(TASK TO CARRY OUT) Give back only the lines from the one with "Check that each instance of the towel" through the last line of the data, exactly as they appear.

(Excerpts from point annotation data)
****************
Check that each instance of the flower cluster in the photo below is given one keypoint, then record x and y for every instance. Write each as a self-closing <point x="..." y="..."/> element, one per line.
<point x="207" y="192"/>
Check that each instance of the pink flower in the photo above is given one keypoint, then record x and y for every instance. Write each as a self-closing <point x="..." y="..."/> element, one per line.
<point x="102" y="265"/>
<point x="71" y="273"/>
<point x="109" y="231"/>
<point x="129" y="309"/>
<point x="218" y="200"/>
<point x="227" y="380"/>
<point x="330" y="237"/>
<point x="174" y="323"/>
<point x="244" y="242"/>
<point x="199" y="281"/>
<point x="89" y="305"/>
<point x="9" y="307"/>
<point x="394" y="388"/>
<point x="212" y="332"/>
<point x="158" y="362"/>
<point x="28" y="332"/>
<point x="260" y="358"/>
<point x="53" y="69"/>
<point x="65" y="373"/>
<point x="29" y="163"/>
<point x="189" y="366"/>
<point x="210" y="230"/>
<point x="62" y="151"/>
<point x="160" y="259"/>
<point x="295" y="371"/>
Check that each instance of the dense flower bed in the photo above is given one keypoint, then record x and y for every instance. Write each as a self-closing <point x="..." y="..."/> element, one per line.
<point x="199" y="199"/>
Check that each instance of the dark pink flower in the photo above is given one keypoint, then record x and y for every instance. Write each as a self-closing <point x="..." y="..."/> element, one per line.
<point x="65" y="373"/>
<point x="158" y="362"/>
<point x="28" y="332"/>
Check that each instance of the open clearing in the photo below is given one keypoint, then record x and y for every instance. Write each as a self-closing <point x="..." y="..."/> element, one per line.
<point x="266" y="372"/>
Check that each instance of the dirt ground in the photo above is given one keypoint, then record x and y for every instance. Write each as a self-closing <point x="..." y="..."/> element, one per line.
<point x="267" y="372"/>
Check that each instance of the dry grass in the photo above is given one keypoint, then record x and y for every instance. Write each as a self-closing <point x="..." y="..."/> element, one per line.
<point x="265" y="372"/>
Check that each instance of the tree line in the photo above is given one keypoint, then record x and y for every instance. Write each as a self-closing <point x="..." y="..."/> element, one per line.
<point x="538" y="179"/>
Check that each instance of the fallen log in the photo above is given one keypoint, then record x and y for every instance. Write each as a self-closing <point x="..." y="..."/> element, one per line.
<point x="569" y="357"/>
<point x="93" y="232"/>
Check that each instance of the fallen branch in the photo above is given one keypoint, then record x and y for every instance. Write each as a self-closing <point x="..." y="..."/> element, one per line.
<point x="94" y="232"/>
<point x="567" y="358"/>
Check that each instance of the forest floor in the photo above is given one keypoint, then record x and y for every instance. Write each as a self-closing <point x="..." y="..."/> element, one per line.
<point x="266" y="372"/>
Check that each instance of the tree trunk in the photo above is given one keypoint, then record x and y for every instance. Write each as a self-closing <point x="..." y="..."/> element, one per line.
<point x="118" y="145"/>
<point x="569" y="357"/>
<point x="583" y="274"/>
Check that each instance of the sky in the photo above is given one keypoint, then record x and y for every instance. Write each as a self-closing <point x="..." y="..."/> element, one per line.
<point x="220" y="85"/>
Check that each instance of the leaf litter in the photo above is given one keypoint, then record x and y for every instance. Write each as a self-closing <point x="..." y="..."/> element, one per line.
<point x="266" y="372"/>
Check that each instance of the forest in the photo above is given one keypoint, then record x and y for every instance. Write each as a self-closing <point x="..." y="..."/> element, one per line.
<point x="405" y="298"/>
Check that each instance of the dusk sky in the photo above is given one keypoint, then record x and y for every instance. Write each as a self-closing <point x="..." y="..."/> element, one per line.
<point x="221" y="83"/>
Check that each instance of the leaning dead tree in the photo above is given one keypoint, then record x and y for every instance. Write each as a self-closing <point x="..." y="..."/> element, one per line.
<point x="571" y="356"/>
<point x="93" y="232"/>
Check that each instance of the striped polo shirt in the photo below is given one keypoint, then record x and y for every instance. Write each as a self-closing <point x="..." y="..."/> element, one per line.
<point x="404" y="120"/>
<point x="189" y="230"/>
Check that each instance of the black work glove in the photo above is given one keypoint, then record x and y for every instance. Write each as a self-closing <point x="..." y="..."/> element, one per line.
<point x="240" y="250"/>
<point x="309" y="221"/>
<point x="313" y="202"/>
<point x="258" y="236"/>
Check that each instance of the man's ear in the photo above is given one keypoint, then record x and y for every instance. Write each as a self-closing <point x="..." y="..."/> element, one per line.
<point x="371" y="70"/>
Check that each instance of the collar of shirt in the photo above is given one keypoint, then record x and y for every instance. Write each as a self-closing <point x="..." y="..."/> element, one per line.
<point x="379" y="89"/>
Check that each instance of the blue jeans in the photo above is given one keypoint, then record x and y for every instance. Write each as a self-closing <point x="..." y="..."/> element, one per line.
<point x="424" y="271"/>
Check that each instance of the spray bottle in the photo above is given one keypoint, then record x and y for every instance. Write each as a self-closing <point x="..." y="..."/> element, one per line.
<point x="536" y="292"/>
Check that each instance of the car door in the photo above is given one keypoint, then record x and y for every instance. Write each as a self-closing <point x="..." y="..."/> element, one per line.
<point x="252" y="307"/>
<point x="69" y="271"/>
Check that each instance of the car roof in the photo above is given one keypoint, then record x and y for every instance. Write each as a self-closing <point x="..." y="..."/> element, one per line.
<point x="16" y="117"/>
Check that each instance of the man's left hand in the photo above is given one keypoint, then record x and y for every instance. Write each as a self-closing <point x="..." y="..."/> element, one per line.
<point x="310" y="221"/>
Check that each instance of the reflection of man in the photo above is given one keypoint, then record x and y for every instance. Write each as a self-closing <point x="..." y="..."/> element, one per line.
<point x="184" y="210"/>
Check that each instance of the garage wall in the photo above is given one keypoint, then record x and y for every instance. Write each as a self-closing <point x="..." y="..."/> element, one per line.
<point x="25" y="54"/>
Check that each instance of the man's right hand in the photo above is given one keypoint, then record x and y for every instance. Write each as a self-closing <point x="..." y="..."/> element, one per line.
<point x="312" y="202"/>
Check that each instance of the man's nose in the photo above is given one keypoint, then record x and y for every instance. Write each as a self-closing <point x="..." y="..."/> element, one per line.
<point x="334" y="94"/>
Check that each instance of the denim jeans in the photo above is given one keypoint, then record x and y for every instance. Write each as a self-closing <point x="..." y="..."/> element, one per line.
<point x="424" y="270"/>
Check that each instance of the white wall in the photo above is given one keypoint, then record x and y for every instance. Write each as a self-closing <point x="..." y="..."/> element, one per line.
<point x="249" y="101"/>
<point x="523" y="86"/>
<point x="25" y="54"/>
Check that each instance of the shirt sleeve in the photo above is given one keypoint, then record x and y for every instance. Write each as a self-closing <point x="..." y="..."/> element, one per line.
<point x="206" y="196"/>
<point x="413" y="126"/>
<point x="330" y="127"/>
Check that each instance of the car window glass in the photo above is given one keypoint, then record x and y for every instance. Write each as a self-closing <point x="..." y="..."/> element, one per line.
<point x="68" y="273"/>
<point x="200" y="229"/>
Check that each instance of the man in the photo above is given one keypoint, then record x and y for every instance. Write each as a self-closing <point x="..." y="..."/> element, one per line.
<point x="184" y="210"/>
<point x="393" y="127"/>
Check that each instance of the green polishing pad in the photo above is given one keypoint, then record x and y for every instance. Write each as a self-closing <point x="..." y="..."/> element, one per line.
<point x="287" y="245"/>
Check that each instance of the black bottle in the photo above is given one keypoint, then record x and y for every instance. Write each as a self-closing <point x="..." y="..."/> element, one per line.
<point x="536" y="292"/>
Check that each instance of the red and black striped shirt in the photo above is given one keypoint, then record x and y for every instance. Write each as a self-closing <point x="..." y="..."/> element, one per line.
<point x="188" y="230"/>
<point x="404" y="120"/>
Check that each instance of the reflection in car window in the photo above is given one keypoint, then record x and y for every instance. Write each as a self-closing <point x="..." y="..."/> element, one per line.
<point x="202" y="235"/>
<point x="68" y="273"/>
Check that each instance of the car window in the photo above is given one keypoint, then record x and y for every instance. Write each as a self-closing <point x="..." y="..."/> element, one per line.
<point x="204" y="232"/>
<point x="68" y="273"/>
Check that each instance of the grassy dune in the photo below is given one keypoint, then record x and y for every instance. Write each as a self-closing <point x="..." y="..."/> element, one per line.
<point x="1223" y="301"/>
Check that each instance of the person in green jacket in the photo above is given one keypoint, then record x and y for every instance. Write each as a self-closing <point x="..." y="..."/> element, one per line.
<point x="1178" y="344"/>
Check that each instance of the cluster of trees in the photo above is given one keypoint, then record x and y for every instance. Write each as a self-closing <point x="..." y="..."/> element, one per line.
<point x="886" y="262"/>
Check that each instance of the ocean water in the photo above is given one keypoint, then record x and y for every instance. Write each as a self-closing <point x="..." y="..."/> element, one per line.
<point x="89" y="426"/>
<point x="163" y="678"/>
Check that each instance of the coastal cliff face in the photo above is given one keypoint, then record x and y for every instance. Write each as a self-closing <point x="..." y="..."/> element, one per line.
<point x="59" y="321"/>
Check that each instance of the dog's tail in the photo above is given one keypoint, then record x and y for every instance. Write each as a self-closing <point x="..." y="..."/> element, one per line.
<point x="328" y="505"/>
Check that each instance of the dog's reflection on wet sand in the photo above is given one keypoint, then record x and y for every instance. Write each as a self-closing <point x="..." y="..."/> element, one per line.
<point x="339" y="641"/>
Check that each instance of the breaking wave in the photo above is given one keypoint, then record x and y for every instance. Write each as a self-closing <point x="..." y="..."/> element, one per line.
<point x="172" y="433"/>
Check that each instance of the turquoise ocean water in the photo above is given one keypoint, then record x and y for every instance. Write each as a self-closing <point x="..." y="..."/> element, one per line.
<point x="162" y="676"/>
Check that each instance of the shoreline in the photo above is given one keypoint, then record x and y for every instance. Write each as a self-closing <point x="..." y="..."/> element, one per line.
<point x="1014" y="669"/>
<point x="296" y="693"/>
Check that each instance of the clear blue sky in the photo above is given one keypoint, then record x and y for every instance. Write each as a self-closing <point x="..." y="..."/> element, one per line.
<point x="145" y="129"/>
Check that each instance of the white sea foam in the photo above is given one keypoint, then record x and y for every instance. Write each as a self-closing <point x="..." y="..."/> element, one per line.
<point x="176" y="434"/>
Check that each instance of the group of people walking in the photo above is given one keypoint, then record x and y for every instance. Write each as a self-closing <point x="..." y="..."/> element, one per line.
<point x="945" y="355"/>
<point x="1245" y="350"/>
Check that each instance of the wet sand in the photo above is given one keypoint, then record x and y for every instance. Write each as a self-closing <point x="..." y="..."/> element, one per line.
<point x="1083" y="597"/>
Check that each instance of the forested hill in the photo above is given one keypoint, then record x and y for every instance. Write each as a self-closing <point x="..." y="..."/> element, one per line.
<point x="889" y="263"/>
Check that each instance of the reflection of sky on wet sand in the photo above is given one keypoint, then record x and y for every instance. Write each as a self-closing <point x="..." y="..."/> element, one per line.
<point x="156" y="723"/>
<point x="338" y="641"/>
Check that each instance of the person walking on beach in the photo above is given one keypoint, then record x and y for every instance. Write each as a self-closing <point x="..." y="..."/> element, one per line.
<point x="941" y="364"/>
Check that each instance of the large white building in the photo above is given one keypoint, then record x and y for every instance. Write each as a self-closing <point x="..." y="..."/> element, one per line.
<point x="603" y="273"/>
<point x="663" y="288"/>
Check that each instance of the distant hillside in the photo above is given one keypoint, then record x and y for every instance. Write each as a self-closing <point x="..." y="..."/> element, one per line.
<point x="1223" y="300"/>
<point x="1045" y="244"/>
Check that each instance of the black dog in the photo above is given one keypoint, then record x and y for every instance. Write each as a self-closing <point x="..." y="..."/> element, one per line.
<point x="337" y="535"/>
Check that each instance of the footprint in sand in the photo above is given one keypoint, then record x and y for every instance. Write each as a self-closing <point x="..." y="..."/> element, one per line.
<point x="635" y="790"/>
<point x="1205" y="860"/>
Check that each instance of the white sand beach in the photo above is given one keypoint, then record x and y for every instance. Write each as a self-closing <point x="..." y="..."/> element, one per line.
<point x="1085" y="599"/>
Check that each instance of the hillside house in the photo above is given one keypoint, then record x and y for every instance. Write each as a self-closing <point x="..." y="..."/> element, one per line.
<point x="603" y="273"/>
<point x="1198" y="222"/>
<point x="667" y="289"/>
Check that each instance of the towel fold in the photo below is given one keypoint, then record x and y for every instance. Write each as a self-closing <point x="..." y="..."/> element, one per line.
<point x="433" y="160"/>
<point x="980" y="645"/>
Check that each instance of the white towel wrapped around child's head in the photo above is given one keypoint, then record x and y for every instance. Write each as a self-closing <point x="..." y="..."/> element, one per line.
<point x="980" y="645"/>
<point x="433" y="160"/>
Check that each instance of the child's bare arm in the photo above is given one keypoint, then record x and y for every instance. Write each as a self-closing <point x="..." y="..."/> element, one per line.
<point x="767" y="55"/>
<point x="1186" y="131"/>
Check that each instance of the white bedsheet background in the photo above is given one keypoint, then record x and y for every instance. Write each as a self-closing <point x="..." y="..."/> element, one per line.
****************
(EXERCISE RESPONSE)
Check that each instance of the towel fold in the photo below is given one keypoint, then record x and y for every instance. Write each as a self-closing <point x="..." y="..."/> element, one per line.
<point x="433" y="160"/>
<point x="980" y="645"/>
Check that each instance of the white towel wrapped around child's head in the photo above is given one keypoint, then record x and y for every instance. Write each as a self-closing <point x="..." y="..."/> element, one per line.
<point x="980" y="645"/>
<point x="433" y="160"/>
Check that each instance of the child's bare arm in the photo above is given one keypoint, then record x and y for every instance. Write each as a self-closing <point x="..." y="..."/> element, one per line.
<point x="767" y="55"/>
<point x="1186" y="131"/>
Check that each instance of the white bedsheet background in the photo above is given one keypoint, then record x and y for every instance. Write each as a self-closing <point x="..." y="..."/> element, one per line.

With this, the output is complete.